— start of Data for the task —

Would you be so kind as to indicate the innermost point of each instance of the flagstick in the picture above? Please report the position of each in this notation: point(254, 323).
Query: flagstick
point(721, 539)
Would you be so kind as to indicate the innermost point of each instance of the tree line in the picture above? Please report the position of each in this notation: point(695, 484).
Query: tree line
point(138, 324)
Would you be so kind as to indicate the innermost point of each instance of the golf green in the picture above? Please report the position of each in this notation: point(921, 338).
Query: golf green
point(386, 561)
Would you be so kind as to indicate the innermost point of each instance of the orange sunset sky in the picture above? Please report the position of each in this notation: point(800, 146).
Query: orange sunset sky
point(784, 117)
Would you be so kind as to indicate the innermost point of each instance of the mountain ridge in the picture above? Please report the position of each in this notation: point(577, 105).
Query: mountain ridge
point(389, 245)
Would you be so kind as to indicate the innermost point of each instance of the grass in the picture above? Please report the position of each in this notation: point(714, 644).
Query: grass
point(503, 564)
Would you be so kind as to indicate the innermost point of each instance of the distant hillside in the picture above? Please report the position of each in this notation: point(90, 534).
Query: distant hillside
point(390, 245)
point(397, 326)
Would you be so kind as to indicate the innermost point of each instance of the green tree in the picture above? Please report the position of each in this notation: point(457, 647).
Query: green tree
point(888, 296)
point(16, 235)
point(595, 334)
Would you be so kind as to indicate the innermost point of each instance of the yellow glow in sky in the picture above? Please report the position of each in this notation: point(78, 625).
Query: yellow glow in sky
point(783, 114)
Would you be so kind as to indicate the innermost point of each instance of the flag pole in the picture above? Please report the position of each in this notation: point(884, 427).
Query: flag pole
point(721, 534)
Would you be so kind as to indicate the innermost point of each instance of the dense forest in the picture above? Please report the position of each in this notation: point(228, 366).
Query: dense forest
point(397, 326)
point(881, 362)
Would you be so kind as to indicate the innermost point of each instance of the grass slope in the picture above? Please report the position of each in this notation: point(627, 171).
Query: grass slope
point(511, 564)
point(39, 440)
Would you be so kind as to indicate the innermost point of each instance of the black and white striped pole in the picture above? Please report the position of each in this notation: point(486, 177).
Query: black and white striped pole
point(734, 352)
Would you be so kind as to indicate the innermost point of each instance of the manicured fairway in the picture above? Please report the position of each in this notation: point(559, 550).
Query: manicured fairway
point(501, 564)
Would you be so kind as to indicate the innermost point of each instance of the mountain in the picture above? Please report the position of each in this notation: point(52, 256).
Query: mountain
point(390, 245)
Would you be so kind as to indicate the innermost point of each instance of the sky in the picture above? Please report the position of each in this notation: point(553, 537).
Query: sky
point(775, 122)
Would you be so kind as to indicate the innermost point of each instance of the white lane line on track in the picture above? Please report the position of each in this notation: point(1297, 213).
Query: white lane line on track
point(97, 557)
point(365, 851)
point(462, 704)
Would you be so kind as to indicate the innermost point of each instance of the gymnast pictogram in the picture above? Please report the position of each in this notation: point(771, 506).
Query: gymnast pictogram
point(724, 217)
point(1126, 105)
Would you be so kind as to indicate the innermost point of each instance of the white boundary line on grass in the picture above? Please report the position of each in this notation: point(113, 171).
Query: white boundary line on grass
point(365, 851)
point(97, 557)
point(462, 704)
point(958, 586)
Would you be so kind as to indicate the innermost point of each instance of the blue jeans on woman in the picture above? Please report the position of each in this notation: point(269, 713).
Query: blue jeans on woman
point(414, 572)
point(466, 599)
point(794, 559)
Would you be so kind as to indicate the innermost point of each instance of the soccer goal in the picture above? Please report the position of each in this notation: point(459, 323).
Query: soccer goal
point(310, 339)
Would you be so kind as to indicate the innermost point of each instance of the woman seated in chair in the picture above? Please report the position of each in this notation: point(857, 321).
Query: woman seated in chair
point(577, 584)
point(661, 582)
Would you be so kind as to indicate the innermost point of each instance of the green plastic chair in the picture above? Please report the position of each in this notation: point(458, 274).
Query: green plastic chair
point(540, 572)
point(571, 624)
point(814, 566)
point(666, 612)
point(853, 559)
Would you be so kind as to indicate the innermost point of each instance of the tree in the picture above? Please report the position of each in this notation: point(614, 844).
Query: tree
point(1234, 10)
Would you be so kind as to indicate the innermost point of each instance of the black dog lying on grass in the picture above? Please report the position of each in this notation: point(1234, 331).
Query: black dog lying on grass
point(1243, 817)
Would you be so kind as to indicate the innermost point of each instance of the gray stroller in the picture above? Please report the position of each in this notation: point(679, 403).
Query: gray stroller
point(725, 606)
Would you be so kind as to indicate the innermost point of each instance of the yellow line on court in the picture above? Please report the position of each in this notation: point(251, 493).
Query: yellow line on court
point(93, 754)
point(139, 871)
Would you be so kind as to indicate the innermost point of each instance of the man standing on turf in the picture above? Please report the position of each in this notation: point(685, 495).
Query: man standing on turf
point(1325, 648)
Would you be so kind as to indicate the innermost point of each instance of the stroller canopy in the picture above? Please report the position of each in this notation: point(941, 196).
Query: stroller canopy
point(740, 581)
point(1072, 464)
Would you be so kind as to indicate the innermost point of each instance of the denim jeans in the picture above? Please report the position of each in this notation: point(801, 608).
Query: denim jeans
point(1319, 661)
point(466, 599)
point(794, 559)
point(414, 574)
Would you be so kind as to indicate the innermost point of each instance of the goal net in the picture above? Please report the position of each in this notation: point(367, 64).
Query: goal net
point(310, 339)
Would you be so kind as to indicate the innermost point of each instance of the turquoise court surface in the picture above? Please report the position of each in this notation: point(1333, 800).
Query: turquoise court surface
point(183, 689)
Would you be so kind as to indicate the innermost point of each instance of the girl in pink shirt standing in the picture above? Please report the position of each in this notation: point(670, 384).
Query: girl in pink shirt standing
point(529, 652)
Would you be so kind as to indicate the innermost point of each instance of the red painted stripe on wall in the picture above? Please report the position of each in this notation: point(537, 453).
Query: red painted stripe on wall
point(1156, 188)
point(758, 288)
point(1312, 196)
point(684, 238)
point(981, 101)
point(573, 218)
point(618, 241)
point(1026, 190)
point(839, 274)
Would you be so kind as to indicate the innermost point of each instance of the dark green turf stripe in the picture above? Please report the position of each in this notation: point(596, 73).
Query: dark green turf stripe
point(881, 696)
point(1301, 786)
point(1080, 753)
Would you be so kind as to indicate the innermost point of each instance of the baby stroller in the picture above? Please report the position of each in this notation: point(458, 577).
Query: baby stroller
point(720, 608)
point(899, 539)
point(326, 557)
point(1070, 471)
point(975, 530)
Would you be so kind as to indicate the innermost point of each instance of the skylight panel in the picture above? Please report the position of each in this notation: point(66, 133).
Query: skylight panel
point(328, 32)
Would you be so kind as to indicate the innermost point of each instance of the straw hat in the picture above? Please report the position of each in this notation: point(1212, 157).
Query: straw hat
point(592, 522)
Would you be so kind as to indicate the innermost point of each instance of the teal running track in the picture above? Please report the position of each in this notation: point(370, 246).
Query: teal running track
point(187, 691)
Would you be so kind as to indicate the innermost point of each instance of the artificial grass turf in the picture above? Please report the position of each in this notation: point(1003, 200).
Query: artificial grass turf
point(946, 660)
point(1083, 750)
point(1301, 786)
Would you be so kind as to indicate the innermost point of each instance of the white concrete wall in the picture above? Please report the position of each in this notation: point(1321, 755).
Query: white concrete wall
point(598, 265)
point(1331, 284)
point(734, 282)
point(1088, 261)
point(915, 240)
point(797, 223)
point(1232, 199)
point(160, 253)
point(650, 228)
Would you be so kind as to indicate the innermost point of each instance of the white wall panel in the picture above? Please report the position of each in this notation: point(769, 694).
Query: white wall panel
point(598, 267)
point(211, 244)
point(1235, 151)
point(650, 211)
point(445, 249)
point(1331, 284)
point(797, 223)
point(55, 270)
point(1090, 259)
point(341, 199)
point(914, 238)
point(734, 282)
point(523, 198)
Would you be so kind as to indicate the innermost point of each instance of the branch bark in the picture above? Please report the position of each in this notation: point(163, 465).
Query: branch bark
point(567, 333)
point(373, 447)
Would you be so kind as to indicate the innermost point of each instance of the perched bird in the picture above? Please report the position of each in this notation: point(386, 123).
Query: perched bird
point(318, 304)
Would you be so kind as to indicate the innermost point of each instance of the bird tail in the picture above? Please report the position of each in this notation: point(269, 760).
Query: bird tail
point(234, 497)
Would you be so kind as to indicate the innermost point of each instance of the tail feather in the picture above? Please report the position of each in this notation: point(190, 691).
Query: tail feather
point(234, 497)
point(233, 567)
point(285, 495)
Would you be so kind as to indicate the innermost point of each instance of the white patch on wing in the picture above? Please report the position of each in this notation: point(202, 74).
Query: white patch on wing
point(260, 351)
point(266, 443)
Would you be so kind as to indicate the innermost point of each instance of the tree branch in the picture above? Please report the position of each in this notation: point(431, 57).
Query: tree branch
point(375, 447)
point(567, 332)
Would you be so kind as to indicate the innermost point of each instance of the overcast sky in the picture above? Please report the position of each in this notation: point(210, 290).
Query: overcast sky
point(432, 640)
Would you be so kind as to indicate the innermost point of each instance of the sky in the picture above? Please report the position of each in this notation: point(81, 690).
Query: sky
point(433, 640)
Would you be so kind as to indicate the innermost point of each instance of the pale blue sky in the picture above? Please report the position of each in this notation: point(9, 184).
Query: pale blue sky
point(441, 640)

— end of Data for the task —

--- Stated task ---
Please copy word for word everything in the entries from the line containing "notation: point(1297, 213)." down to the line containing "point(1126, 105)", including both of those lines.

--- Exercise result ---
Would you be so kind as to indicate the innermost point of each instance of the white lane line on track in the picture above? Please report the position of each in this notation: point(1297, 213).
Query: white lane line on track
point(97, 557)
point(365, 851)
point(462, 704)
Would you be so kind as to indicate the innermost point of each instance of the gymnast pictogram in the picture above? Please report the position of each in this notation: point(771, 506).
Query: gymnast pictogram
point(724, 217)
point(1126, 105)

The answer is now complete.